:: Goal of the exercise ::
Your answer should consist of the listing, repeated exactly.

:: Information provided ::
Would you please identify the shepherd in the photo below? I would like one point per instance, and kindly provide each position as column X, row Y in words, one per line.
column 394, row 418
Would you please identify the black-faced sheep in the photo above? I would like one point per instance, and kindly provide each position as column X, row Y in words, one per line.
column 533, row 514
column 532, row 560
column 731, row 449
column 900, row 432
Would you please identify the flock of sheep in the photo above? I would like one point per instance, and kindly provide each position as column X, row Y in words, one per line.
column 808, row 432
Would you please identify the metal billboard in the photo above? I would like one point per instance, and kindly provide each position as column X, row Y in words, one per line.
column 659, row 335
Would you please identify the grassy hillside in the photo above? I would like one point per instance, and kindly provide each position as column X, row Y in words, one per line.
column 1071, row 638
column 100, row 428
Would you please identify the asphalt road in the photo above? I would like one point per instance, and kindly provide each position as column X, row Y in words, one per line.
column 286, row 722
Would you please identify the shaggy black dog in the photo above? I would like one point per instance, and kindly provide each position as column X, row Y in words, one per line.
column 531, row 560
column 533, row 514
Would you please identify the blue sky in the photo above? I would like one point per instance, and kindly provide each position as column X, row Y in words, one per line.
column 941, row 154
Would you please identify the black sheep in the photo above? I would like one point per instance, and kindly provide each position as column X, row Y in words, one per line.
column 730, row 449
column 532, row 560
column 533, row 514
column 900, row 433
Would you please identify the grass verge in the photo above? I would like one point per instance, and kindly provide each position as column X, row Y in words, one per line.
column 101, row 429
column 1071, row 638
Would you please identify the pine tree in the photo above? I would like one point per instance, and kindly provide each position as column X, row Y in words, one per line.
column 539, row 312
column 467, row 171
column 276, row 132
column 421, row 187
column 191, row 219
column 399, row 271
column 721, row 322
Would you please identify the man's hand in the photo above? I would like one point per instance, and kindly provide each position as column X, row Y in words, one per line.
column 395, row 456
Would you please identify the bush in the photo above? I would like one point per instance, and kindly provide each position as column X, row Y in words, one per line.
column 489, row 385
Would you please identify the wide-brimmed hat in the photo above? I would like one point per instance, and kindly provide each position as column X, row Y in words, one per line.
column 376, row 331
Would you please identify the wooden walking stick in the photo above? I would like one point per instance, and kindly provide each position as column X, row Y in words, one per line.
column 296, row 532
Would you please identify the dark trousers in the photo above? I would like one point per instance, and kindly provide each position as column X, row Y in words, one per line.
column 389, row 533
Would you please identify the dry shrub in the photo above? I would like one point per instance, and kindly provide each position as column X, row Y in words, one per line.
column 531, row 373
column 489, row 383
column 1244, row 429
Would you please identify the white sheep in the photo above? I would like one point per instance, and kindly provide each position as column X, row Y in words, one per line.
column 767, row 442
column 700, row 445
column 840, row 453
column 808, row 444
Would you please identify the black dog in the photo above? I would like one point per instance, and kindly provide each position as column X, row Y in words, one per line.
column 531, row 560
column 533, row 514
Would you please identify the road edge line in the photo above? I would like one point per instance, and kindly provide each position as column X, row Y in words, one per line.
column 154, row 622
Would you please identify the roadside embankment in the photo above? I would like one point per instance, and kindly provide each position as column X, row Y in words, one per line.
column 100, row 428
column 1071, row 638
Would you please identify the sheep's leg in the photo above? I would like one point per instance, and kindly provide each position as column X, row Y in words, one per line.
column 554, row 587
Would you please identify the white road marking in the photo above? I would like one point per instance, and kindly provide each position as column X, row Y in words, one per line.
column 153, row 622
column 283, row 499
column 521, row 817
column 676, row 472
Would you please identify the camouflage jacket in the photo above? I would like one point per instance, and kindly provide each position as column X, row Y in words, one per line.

:: Expected answer ::
Would you please identify the shepherd in the photo below? I would like one point per instance, and kindly provide each position as column X, row Y in words, one per line.
column 394, row 418
Would you please identify the black-faced sheep in the photo above? I would like one point per instance, and kindly provide each position as column X, row Y in words, one per line.
column 533, row 514
column 532, row 560
column 731, row 449
column 900, row 432
Would you please identify the flock of sheep in the photo above? I would like one point per instance, and kindly provide each position as column X, row Y in words, one per line.
column 808, row 432
Would you please identify the metal billboard in the photo above? I would like one point per instance, and kindly provide each position as column X, row Y in words, one per line.
column 659, row 335
Would you please identify the grassy hillside in the photo above? I would like one point per instance, and kindly provide each position as column X, row Y in words, one per line.
column 1071, row 638
column 100, row 428
Would you please identify the asphalt road in the photo above? I would like one point per instance, and kindly provide each position as column X, row Y in words, one per line.
column 286, row 722
Would you please identify the shaggy black dog in the photo above? I would like one point per instance, and kindly provide each position as column X, row Y in words, one per line.
column 531, row 560
column 533, row 514
Would you please identify the blue sky in the photo above? I would like one point per instance, and kindly provide each position as column X, row Y in words, one per line.
column 941, row 154
Would you please identify the black sheep in the photo above? I would like one point per instance, and kindly provide each position as column X, row Y in words, one per line.
column 730, row 449
column 532, row 560
column 533, row 514
column 900, row 433
Would you please identify the grass verge in the photo above? I would like one point per instance, and kindly provide each position as column X, row Y in words, one per line.
column 101, row 429
column 1071, row 638
Would you please identify the pine tree in the photo above? I would like one point per instance, and kindly provide each position as column X, row Y in words, one per line.
column 539, row 312
column 467, row 171
column 276, row 132
column 421, row 187
column 191, row 219
column 399, row 271
column 721, row 322
Would you please identify the man's hand in the photo above? I would like one point per instance, and kindly provide each position as column X, row Y in words, one per line.
column 395, row 456
Would you please identify the bush in the photo above? I would like one point per instance, and kindly provide each position as column X, row Y in words, one per line.
column 489, row 385
Would you please identify the wide-brimmed hat in the photo above? I would like one point per instance, and kindly provide each position as column X, row Y in words, one per line.
column 376, row 331
Would you please identify the wooden walking stick in the photo above? I would like one point per instance, and kindly provide each position as column X, row Y in words, one per line.
column 296, row 532
Would you please identify the dark trousers in the photo above? I would like one point per instance, and kindly provide each position as column X, row Y in words, one per line.
column 389, row 533
Would you please identify the dry shrub in the photo above? I would like one point per instance, and kindly provide each position as column X, row Y in words, one per line.
column 531, row 373
column 489, row 383
column 1244, row 429
Would you please identify the white sheep in the photo above? I would like one point per instance, and kindly provide each position as column X, row Y in words, one per line.
column 767, row 442
column 700, row 445
column 840, row 453
column 808, row 444
Would you please identify the black dog in the photo above? I would like one point per instance, and kindly provide each position as column X, row Y in words, one per line.
column 531, row 560
column 533, row 514
Would you please identify the road edge line in the photo above? I would like one point per instance, and kindly provide each position as column X, row Y in words, one per line.
column 154, row 622
Would you please identify the roadside embankment in the photo above? I would like one point per instance, and kindly provide each position as column X, row Y in words, one per line.
column 100, row 428
column 1071, row 638
Would you please identify the sheep's leg in the photo above? I would like one point per instance, and kindly provide each position as column X, row Y in words, one per line.
column 554, row 587
Would you please identify the white road marking in the photo above? I would like one point per instance, and kindly provide each position as column X, row Y in words, one per line.
column 153, row 622
column 283, row 499
column 521, row 817
column 676, row 472
Would you please identify the camouflage jacket in the photo above? I would like one point per instance, and kindly provide each position as column X, row Y in words, one per line.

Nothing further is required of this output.